╭─ DOCUMENT EXCERPT

Hip Hop Trio Addresses Islamophobia In America

D.C. group Native Deen takes on the increasingly prevalent issue of bias against Muslims.

Hip Hop’s relationship with Islam, while undeniably present, has not been particularly highlighted within the genre. Several artists, including Talib Kweli, Lupe Fiasco, Freeway, and many other prominent artists practice the Islamic faith, even mentioning Islam in their music.

In the wake of the controversial New York Islamic center debate, as well a Time Magazine’s inquiry, “Is America Islamophobic?” (which would later lead to other media outlets proposing the same question), a Hip Hop group from Washington D.C. is making Islam the center of their music. Native Deen, a well known group in the D.C. area highlights American fear of Islam, and asserts that American focus on the religion leans towards the extremities.

“As American Muslims, we feel like our voices have been drowned out by the extremists on both sides,” said Abdul Malik Ahmad, one of three members in the group. “We have always called to the middle path, but moderate voices like ours don’t make headline news. As musicians, we know the power of music and hope to reach out to our fellow Americans through this song.”

The aforementioned song, “My Faith My Voice” attempts to bring focus to the biased portrayals of Muslims both in America and abroad.

Native Deen’s album The Remedy will release next month.

╰─

THE REQUEST:
Reproduce the Native Deen article word for word, starting with "D.C. group Native" and going on through "in their music.". The listing has nothing to do with this.

╭─ RECORD SET

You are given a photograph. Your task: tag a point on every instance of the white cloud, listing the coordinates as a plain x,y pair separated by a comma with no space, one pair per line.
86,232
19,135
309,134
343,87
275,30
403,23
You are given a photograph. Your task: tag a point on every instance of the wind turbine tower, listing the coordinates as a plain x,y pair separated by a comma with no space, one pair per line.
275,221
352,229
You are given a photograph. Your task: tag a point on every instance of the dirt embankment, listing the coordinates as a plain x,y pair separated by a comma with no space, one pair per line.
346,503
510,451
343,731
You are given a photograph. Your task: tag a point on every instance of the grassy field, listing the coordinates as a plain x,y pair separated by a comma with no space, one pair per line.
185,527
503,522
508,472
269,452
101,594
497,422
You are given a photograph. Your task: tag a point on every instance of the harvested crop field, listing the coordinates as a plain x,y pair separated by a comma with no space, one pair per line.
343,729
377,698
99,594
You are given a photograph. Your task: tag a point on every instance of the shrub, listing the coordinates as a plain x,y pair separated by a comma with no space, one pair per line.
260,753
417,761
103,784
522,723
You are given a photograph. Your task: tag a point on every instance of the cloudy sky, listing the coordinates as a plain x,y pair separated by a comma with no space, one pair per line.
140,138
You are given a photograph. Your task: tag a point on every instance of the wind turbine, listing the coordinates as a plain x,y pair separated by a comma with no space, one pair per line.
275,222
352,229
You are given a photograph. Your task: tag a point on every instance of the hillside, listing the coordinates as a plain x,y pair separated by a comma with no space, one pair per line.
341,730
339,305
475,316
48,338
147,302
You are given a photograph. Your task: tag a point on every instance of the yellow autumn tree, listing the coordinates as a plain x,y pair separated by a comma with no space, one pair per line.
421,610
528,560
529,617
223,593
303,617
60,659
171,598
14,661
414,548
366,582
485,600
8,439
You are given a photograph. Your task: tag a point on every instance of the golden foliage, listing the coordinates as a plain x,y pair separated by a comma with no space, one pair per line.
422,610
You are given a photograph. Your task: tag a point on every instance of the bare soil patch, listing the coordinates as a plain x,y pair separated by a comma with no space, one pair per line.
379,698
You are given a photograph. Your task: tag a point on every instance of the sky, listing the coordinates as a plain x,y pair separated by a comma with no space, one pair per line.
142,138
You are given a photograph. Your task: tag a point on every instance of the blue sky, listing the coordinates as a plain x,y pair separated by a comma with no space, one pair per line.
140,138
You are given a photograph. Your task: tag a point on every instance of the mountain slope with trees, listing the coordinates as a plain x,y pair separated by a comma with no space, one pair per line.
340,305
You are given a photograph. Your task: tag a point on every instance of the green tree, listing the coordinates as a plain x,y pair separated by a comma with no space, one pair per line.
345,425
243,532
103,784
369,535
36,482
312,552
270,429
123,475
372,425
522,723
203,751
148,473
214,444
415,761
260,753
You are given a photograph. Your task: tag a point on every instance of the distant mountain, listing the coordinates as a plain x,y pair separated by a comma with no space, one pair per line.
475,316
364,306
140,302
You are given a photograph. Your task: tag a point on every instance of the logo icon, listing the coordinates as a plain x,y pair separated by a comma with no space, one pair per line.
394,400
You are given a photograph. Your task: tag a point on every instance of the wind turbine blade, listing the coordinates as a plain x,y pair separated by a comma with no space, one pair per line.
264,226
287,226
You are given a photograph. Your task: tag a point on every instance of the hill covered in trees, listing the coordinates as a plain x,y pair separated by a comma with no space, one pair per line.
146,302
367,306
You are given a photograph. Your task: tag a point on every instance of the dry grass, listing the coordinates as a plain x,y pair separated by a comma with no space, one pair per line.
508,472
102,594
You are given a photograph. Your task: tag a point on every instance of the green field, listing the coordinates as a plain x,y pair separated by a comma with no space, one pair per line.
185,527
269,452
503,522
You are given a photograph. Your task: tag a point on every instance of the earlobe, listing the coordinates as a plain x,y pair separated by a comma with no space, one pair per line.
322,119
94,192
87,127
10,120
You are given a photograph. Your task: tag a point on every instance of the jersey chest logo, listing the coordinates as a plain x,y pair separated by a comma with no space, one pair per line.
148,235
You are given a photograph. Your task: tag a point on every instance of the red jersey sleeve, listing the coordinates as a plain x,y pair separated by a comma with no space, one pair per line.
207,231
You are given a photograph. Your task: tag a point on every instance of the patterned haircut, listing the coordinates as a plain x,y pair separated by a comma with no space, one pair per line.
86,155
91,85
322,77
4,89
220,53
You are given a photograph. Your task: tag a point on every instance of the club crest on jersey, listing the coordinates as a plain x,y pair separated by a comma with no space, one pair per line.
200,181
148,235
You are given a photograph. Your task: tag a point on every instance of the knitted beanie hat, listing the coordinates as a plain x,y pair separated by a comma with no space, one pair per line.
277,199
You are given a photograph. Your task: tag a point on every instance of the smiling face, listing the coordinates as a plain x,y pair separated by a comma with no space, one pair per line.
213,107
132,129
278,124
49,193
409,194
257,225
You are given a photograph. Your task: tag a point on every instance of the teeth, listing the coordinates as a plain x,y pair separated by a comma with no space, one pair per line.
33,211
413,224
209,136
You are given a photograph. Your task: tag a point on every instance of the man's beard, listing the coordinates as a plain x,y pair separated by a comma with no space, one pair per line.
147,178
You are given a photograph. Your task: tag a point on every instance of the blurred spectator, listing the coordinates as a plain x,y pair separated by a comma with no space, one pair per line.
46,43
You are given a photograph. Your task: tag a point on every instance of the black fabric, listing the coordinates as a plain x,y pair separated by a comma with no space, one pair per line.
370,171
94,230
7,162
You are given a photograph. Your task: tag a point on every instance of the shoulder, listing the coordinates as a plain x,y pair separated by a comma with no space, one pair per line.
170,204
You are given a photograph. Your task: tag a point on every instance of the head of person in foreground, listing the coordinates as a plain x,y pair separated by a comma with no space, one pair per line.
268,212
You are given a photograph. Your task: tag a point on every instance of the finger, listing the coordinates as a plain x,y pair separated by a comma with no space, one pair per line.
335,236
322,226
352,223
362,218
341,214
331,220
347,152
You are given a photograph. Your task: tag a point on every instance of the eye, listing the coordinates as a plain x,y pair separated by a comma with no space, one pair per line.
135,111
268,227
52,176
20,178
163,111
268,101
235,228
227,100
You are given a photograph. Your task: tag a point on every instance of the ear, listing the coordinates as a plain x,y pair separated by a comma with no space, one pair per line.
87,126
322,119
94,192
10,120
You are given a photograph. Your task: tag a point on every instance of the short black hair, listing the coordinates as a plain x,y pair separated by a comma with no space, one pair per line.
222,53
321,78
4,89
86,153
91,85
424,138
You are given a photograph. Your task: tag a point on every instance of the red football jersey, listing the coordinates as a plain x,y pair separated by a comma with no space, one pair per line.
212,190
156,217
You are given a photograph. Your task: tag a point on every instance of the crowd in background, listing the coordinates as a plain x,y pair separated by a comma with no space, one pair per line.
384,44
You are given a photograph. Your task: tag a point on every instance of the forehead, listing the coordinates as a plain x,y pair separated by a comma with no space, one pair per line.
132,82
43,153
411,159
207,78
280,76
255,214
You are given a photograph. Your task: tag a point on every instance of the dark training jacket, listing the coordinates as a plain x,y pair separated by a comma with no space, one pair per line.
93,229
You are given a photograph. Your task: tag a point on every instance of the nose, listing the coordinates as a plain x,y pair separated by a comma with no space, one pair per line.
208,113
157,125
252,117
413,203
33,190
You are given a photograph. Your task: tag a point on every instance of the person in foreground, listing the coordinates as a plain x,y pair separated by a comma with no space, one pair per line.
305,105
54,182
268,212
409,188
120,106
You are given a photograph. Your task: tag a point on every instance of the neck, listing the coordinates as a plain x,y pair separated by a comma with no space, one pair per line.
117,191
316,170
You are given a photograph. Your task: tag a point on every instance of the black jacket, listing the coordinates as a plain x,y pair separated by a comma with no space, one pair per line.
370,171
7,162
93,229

╰─

THE RESPONSE:
D.C. group Native Deen takes on the increasingly prevalent issue of bias against Muslims.

Hip Hop’s relationship with Islam, while undeniably present, has not been particularly highlighted within the genre. Several artists, including Talib Kweli, Lupe Fiasco, Freeway, and many other prominent artists practice the Islamic faith, even mentioning Islam in their music.